Requirement:
Please answer from the court ruling excerpt below: for what offense did a grand jury find probable cause to indict Rowe?

Exercise text:
########

This Court has often recognized the grand jury's singular role in finding probable cause necessary to initiate a prosecution for a serious crime. An indictment fair upon its face, and returned by a properly constituted grand jury, we have explained, conclusively determines the existence of probable cause to believe the defendant perpetrated the offense alleged. And conclusively has meant, case in and case out, just that. We have found no authority for looking into and revising the judgment of the grand jury upon the evidence, for the purpose of determining whether or not the finding was founded upon sufficient proof. To the contrary, the whole history of the grand jury institution demonstrates that a challenge to the reliability or competence of the evidence supporting a grand jury's finding of probable cause will not be heard. The grand jury gets to say—without any review, oversight, or second-guessing—whether probable cause exists to think that a person committed a crime.Kaley v. United States, — U.S. —, 134 S. Ct. 1090, 1097-98 (2014) (quotations, citations, and alterations omitted). A grand jury has conclusively found probable cause to indict Rowe for conspiring to distribute cocaine. While Rowe can challenge the sufficiency of the evidence to prove his guilt at trial, he cannot challenge the grand jury's probable cause determination or otherwise seek dismissal of the indictment based on his personal views as to what the government's evidence will ultimately prove. See Costello v. United States, 350 U.S. 359, 409 (1956) ("An indictment returned by a legally constituted and unbiased grand jury . . . is enough to call for trial of the charge on the merits."); United States v. Nelson, 165 F.3d 1180, 1182 (8th Cir. 1999) ("It has long been settled that an indictment is not open to challenge on the ground that there was inadequate or insufficient evidence before the grand jury."); United States v. Ferro, 252 F.3d 964, 967 (8th Cir. 2001) (explaining that "federal criminal procedure does not provide for a pre-trial determination of sufficiency of the evidence" or for "dismissal of an indictment on the basis of predictions as to what the trial evidence will be" because "[t]he government is entitled to marshal and present its evidence at trial"). Therefore, Rowe's motion to dismiss the superseding indictment should be denied.

########

Excerpted records:

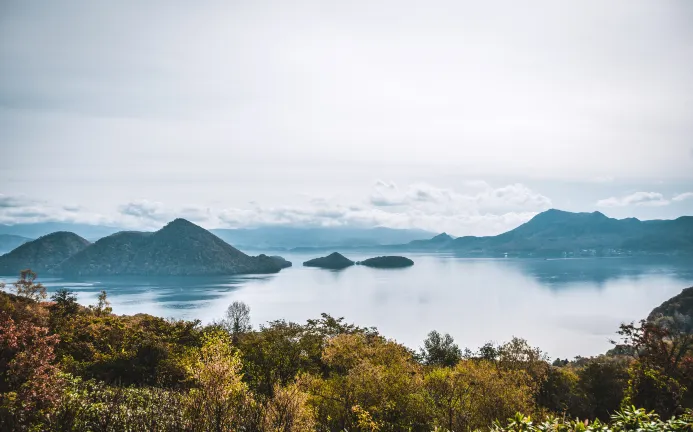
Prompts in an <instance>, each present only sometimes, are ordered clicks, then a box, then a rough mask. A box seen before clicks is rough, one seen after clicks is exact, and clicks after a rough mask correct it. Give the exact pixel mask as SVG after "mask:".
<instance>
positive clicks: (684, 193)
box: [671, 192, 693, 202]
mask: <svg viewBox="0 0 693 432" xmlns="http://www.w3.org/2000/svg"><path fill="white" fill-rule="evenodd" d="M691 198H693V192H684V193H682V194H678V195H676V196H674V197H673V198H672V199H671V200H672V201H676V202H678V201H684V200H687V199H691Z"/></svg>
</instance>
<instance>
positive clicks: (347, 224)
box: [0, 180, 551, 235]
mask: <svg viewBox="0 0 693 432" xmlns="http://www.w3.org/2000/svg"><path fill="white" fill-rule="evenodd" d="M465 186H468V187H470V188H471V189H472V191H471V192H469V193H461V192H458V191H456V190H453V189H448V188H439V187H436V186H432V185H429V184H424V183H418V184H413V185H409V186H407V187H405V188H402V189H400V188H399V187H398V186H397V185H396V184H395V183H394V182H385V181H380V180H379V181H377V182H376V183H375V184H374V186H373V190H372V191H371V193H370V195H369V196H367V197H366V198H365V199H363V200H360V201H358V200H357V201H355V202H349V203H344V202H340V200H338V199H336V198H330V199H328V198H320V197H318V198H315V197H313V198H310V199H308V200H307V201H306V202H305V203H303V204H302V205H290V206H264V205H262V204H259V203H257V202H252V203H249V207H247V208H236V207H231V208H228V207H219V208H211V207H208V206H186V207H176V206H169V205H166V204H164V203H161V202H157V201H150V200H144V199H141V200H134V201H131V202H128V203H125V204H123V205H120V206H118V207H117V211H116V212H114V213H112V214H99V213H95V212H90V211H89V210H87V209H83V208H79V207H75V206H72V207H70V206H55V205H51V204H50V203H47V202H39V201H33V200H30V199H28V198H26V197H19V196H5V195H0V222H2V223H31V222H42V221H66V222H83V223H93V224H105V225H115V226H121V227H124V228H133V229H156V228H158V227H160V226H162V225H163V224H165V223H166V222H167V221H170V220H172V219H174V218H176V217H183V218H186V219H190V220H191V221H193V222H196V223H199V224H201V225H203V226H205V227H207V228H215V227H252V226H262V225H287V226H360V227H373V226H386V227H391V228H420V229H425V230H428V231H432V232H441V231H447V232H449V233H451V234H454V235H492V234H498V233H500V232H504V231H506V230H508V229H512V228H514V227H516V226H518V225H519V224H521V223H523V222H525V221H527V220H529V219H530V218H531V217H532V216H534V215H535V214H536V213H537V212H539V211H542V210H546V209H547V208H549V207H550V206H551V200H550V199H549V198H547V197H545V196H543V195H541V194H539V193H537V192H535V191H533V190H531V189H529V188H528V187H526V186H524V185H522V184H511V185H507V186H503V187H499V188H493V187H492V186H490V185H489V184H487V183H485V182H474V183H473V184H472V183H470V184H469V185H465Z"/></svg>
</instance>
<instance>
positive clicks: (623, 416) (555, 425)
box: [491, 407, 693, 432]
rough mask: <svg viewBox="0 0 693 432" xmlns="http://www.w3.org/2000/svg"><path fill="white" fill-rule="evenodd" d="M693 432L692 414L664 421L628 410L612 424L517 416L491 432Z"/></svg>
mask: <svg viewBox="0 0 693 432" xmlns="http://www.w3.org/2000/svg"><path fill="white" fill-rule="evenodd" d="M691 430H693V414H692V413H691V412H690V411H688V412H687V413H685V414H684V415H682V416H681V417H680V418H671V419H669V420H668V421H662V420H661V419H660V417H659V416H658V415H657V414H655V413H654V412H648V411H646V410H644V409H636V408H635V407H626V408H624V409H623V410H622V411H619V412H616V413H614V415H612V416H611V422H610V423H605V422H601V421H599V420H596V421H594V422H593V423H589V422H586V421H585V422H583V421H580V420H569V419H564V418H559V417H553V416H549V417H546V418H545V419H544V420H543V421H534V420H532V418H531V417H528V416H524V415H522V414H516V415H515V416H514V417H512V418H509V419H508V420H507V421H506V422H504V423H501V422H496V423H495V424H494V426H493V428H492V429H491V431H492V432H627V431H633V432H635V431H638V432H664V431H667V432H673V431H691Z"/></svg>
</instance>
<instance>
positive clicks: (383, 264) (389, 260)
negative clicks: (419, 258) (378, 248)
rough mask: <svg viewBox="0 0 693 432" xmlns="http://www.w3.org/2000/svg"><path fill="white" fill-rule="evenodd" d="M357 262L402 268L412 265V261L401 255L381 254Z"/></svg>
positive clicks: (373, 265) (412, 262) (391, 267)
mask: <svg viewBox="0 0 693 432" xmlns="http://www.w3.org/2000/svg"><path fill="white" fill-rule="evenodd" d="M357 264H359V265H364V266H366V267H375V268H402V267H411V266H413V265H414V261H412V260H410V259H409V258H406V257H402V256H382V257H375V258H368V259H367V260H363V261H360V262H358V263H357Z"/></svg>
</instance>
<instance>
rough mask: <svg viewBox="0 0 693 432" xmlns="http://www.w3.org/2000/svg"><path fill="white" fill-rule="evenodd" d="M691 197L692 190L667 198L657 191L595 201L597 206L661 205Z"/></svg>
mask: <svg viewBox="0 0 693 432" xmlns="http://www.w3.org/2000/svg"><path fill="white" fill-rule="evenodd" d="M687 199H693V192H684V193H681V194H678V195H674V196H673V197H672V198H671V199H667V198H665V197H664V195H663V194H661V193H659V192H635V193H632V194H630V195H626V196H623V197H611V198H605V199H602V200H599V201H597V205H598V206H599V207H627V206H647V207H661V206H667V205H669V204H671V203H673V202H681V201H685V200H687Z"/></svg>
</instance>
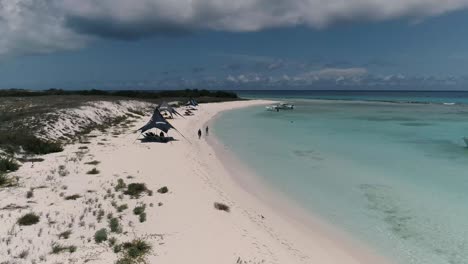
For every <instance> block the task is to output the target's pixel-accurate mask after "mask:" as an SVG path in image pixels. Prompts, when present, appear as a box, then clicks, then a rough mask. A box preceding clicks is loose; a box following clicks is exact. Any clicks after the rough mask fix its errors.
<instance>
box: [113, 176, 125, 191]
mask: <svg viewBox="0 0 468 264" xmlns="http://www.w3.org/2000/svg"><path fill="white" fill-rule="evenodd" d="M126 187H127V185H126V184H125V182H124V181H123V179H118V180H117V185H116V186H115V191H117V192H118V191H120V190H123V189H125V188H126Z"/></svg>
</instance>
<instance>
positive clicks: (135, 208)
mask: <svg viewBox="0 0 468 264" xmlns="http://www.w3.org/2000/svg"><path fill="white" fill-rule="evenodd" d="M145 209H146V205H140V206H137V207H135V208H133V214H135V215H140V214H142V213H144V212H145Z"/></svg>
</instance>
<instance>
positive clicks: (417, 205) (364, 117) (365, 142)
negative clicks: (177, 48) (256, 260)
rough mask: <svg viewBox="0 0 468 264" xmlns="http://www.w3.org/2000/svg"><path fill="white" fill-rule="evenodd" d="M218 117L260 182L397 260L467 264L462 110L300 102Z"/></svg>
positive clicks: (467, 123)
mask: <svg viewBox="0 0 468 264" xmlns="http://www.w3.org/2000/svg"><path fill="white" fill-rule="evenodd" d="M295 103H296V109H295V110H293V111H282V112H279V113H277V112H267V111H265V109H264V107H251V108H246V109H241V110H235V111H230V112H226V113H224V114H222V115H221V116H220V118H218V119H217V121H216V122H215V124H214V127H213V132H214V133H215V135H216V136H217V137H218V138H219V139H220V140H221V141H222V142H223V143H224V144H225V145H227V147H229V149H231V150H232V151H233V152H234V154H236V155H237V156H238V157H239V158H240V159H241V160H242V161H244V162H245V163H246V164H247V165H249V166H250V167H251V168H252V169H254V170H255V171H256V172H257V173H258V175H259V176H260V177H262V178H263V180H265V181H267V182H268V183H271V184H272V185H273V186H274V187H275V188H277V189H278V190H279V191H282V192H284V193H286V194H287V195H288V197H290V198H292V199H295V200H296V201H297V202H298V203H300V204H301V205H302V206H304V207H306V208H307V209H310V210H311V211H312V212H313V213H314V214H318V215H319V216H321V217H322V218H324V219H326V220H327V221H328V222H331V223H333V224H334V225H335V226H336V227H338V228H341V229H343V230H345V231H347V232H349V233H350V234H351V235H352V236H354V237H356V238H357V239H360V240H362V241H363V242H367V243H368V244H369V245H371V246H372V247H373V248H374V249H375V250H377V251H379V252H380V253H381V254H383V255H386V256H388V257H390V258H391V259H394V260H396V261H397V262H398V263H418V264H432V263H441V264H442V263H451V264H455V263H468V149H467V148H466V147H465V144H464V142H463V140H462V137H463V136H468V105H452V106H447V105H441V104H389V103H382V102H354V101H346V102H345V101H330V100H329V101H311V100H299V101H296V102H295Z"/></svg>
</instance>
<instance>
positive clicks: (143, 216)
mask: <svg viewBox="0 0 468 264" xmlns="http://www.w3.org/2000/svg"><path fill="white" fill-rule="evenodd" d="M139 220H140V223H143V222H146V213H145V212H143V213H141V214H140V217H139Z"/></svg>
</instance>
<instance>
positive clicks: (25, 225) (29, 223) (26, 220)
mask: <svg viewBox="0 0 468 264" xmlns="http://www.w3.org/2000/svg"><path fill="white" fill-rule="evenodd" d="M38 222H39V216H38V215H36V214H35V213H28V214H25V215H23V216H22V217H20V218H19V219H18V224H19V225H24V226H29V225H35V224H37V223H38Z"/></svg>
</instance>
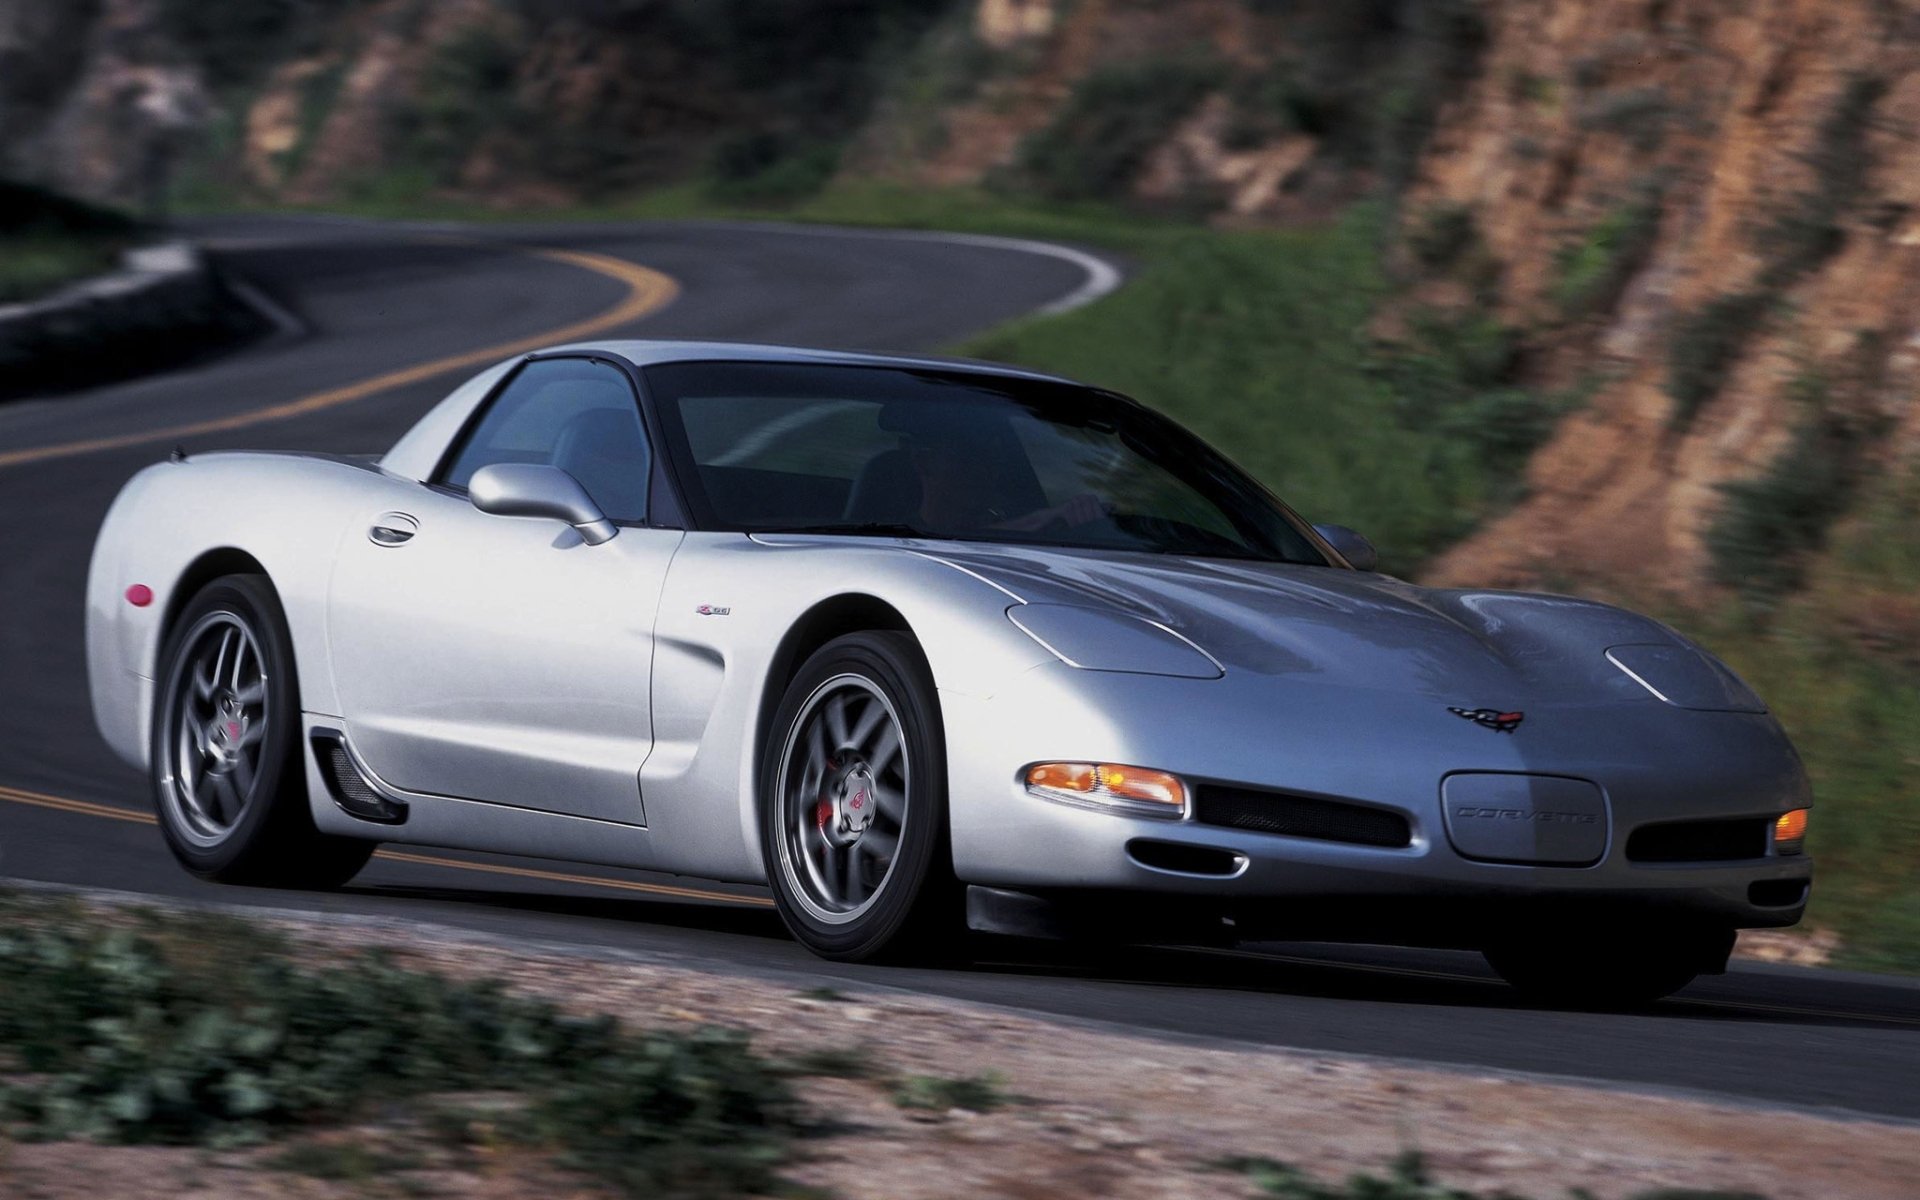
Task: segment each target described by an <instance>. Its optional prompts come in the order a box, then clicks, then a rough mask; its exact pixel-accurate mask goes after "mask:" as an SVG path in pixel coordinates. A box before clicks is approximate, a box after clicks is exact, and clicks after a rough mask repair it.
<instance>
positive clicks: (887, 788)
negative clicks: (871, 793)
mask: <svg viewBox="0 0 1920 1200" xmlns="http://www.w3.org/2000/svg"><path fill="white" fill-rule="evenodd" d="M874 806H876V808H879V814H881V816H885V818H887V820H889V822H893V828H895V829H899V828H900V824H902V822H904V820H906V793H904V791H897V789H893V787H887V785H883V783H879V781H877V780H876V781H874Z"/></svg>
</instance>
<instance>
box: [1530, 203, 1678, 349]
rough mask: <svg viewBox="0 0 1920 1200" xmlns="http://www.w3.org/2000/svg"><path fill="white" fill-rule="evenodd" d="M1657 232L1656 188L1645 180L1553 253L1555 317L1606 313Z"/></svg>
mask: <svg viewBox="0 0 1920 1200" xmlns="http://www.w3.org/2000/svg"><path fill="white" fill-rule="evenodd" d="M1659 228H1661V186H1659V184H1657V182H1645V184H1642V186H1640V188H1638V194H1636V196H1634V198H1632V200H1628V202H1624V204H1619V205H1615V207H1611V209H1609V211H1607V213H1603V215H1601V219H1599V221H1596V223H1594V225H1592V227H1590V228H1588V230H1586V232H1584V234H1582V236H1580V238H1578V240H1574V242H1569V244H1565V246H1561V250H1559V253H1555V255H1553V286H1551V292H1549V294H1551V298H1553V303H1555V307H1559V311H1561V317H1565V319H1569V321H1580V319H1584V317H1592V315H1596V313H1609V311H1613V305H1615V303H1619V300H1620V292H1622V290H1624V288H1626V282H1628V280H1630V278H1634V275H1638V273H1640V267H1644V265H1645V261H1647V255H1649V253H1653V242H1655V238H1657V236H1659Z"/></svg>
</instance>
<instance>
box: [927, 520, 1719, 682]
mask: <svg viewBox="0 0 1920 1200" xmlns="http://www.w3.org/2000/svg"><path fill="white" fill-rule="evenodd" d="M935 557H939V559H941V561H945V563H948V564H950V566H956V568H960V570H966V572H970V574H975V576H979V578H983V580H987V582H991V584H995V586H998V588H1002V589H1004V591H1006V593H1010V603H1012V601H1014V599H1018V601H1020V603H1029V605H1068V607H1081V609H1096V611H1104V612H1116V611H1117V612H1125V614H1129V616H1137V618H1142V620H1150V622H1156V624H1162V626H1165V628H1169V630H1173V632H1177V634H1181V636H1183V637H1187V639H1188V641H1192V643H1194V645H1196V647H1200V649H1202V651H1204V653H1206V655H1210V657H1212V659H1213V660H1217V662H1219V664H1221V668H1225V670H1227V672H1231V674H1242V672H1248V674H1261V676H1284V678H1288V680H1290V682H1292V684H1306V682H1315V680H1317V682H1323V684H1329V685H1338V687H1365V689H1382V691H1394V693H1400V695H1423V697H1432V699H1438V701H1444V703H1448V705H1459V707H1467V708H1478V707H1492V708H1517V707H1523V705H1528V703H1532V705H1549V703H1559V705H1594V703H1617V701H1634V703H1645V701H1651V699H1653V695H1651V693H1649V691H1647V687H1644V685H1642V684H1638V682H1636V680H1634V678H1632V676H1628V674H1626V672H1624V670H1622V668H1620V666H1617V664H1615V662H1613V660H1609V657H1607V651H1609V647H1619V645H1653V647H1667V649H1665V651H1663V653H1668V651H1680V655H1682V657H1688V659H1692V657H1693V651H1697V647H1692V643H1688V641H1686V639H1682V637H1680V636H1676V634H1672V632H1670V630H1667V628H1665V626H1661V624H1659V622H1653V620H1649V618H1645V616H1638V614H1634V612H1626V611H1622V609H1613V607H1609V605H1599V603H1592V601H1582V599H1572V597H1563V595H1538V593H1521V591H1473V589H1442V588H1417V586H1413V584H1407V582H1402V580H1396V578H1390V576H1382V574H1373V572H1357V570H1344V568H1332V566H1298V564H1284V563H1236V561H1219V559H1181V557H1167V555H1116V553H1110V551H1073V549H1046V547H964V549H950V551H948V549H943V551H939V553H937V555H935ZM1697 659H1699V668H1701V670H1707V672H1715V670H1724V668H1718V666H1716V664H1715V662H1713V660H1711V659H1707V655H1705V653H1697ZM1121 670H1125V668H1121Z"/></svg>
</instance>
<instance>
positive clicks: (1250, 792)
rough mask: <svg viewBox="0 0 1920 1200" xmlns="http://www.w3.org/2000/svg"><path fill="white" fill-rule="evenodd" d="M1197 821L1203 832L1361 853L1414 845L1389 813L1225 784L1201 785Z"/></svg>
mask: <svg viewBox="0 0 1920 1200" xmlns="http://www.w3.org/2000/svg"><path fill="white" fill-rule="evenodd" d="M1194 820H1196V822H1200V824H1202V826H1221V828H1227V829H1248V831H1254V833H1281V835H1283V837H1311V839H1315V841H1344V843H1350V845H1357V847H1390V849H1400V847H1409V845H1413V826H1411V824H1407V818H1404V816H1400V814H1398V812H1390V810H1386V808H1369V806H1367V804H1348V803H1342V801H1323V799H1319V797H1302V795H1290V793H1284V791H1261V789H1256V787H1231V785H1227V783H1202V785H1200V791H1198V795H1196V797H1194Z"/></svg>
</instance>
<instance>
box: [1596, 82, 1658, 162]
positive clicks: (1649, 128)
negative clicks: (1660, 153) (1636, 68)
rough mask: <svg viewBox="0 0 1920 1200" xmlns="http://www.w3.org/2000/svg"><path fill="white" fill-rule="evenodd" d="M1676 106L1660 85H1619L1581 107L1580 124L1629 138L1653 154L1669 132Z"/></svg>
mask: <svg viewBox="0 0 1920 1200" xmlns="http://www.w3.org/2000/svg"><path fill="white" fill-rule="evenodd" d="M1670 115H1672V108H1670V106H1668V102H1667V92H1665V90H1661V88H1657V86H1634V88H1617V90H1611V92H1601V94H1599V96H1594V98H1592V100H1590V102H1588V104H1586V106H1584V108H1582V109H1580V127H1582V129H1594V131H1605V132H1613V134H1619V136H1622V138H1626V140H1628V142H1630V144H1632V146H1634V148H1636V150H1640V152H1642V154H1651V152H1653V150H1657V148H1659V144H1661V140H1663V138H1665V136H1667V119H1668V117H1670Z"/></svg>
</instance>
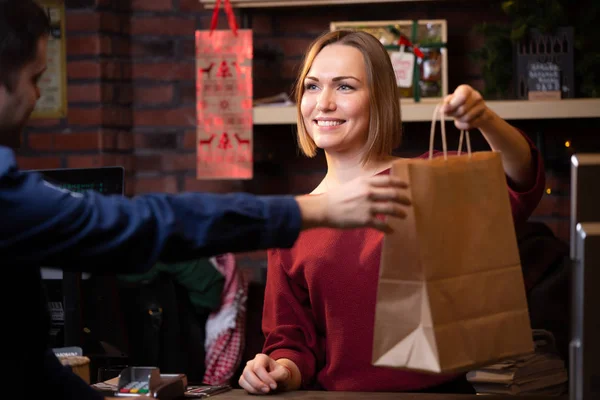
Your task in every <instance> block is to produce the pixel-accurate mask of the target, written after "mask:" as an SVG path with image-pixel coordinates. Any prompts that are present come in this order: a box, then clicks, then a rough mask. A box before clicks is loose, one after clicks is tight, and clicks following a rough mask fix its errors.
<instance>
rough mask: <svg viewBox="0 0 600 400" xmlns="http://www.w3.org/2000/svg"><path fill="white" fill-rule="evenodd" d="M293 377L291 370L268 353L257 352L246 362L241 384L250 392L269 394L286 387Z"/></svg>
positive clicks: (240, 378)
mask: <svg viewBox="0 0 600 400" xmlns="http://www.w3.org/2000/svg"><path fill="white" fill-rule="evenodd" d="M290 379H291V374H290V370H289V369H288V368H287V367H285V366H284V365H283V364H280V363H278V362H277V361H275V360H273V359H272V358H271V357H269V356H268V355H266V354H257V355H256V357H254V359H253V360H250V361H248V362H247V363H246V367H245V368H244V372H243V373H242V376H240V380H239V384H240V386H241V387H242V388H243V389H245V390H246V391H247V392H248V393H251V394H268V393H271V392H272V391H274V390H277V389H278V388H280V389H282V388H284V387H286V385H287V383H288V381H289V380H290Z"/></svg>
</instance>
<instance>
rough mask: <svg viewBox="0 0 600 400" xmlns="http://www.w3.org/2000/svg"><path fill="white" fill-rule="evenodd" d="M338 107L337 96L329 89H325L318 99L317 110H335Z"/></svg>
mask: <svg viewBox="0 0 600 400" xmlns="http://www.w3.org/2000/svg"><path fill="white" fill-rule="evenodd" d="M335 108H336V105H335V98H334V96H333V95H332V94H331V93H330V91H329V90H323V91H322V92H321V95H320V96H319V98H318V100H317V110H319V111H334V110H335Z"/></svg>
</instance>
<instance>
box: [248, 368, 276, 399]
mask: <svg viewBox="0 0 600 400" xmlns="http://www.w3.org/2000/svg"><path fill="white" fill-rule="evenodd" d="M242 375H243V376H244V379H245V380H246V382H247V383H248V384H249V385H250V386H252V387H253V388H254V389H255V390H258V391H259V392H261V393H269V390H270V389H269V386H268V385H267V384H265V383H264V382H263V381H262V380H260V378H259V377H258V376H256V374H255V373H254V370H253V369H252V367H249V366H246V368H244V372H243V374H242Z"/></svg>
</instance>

########

Problem solution:
Conspiring to distribute cocaine.